[PROBLEM REQUIREMENTS] Please repeat every record below exactly as written, but leave out the pictures.

[DATA EXTRACT]
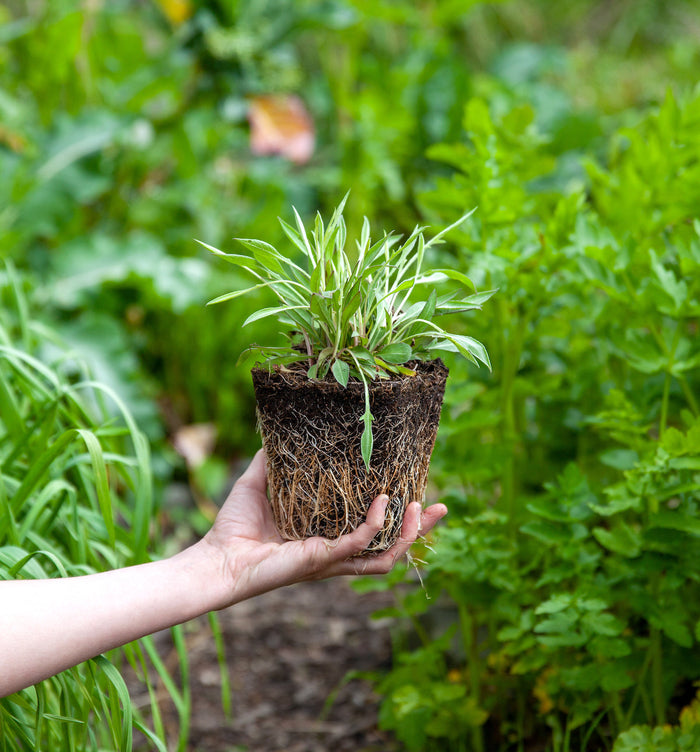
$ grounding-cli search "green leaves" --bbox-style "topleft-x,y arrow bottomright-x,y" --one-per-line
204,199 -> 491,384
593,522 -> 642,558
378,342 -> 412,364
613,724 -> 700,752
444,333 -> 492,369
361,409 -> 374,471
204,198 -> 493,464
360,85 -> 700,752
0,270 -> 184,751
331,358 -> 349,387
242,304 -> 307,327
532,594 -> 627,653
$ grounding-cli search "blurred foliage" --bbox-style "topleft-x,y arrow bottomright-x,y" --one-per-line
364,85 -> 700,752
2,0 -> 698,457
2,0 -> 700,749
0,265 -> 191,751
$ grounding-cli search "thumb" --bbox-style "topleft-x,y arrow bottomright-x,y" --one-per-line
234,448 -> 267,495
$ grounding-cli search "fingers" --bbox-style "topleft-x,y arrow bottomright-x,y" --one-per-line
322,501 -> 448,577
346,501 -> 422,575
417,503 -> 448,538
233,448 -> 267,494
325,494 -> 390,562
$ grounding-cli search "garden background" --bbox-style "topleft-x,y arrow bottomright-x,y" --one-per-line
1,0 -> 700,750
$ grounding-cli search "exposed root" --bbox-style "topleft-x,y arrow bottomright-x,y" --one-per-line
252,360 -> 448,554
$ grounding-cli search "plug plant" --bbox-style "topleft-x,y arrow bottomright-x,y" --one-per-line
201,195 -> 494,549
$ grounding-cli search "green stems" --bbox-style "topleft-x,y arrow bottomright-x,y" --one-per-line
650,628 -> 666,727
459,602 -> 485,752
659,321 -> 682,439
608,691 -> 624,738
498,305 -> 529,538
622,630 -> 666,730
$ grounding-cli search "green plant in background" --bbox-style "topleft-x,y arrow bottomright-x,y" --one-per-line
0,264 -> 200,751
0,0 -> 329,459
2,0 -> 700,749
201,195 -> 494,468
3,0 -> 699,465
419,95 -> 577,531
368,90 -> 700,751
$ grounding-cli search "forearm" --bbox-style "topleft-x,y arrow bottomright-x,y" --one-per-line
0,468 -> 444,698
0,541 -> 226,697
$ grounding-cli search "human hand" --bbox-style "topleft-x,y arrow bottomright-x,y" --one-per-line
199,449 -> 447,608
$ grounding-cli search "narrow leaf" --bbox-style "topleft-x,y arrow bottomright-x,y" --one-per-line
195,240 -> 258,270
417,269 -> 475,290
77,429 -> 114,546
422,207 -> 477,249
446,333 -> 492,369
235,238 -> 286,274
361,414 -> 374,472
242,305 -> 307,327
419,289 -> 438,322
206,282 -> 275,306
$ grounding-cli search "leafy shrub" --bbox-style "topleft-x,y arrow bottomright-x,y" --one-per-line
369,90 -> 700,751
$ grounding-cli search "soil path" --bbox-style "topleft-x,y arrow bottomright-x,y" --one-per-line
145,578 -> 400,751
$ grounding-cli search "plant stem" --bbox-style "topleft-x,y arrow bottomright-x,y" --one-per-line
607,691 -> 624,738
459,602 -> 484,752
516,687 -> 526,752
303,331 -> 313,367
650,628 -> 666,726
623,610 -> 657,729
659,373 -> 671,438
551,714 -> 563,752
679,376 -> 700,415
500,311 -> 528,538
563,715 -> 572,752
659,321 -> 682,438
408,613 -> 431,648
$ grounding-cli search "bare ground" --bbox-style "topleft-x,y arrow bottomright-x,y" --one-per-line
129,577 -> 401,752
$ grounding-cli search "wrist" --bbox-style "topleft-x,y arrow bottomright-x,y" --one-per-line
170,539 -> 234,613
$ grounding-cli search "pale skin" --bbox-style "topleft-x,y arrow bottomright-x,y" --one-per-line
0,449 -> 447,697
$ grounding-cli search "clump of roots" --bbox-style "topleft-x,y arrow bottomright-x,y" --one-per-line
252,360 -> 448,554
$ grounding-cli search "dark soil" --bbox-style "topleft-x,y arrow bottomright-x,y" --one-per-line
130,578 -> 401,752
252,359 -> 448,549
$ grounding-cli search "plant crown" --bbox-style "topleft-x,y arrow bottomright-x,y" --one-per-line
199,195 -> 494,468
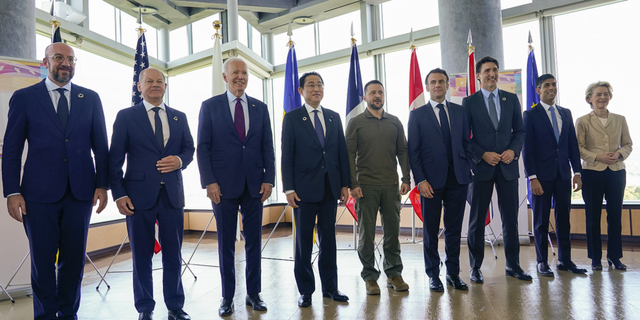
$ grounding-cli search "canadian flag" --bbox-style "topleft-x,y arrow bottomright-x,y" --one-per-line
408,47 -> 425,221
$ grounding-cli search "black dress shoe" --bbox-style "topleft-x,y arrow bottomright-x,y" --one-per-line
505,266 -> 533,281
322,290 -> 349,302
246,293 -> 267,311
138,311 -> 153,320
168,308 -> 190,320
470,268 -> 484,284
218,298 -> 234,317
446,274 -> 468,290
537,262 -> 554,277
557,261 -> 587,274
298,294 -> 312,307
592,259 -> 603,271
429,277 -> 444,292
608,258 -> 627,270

[RESPONSE AREA]
$ grounding-cli search "green leaves" --bbox-style "topleft-x,y arrow bottomright-x,y" --one-per-line
204,199 -> 491,384
593,522 -> 642,558
378,342 -> 412,364
613,724 -> 700,752
444,333 -> 492,369
361,409 -> 374,471
204,198 -> 493,464
360,85 -> 700,752
0,270 -> 184,751
331,358 -> 349,387
242,304 -> 307,327
532,594 -> 627,653
$ grounding-cli search "blurred foliage" --bbox-style "topleft-x,y arrow bottomright-x,y" --one-per-line
364,85 -> 700,752
2,0 -> 698,457
2,0 -> 700,749
0,265 -> 191,751
$ grounding-cli search "thumb" --bbox-style "topleft-x,y arrow bottomright-x,y" --one-per-line
234,448 -> 267,495
$ grounding-cli search "fingers" --bbox-style "topleft-x,y arrow bottomright-x,y" --one-per-line
322,501 -> 448,577
346,501 -> 422,575
417,503 -> 448,538
233,448 -> 267,494
325,494 -> 390,562
$ grounding-cli search "garden background" --bbox-style "topleft-x,y arrow bottomright-x,y" --one-per-line
1,0 -> 700,750
$ grounding-cli search "exposed root" --bbox-style "topleft-x,y arrow bottomright-x,y" --one-per-line
252,360 -> 448,554
$ grounding-cli search "plug plant" --bbox-style "topleft-x,y arrow bottomright-x,y" --one-per-line
201,195 -> 494,549
$ grounding-cli search "green stems" --bbox-style "topleft-x,y arrow bottomright-x,y" --one-per-line
650,628 -> 666,727
459,602 -> 485,752
659,321 -> 682,439
608,691 -> 624,738
498,305 -> 529,538
622,630 -> 666,730
$ grounding-cli search "green plant in background" --bbox-style "topleft-x,y arrow bottomright-x,y" --one-per-line
0,264 -> 200,751
0,0 -> 329,459
2,0 -> 700,749
201,195 -> 494,468
3,0 -> 699,465
419,95 -> 577,531
368,90 -> 700,751
$ grounding-cli search "forearm" --bbox-style "topleft-x,y arrow bottomright-x,y" --one-per-line
0,468 -> 444,698
0,541 -> 226,697
$ grounding-cli search "human hand" --bbox-style "topleft-x,y arrow bottomright-x,y" --one-per-line
199,449 -> 447,608
$ grounding-cli search "narrow leaf" --bbox-style "topleft-x,y arrow bottomright-x,y" --one-per-line
195,240 -> 258,270
417,269 -> 475,290
77,429 -> 114,546
422,207 -> 477,249
446,333 -> 492,369
235,238 -> 286,274
361,414 -> 374,472
242,305 -> 307,327
419,289 -> 438,322
206,282 -> 275,306
$ grounding-cli search "leafy shrub" --bbox-style "topleft-x,y arrow bottomright-x,y" --one-per-line
369,90 -> 700,751
$ grounding-cli search "soil path" --bbox-style "topleft-x,y arrow bottomright-x,y" --one-per-line
145,578 -> 400,751
$ grounding-cli search "plant stem" --bbox-style "topleft-x,y arrow bottomright-x,y" --one-per-line
607,691 -> 624,738
459,602 -> 484,752
516,687 -> 526,752
303,331 -> 313,367
650,628 -> 666,726
623,610 -> 657,729
659,373 -> 671,438
551,714 -> 563,752
679,376 -> 700,415
500,311 -> 528,538
563,715 -> 572,752
659,321 -> 682,438
408,613 -> 431,648
$ grounding-cli search "bare ground" --bbox-style "topleft-x,y arrow bottomright-x,y" --one-per-line
129,577 -> 401,752
$ grounding-cli search "wrist" --bbox-style "topleft-x,y arrow bottomright-x,y" --one-per-line
170,539 -> 234,613
$ grounding-cli search "pale skin" --bbox-style "topleft-x,y arrow bottomright-x,y" --one-per-line
0,449 -> 447,697
$ grounding-cli search "clump of roots" --bbox-style "topleft-x,y arrow bottomright-x,y" --one-per-line
252,360 -> 448,554
$ grounding-cli search "dark soil" --bbox-style "topleft-x,y arrow bottomright-x,y" --one-per-line
130,578 -> 401,752
252,359 -> 448,549
$ grounding-cli search "plant crown" --bbox-style "topleft-x,y arrow bottomright-x,y" --one-per-line
199,195 -> 494,468
$ grounding-cli search "canadian flag" --bbox-style "topleft-x,y arrow bottomright-x,y" --one-per-line
408,47 -> 425,221
$ grounding-cli search "black dress shoe" --bbox-style "topleft-x,y arrow bottomright-x,y" --one-per-line
505,266 -> 533,281
322,290 -> 349,302
246,293 -> 267,311
138,311 -> 153,320
168,308 -> 190,320
470,268 -> 484,284
218,298 -> 234,317
446,274 -> 468,290
537,262 -> 554,277
557,261 -> 587,274
298,294 -> 312,307
592,259 -> 603,271
429,277 -> 444,292
608,258 -> 627,270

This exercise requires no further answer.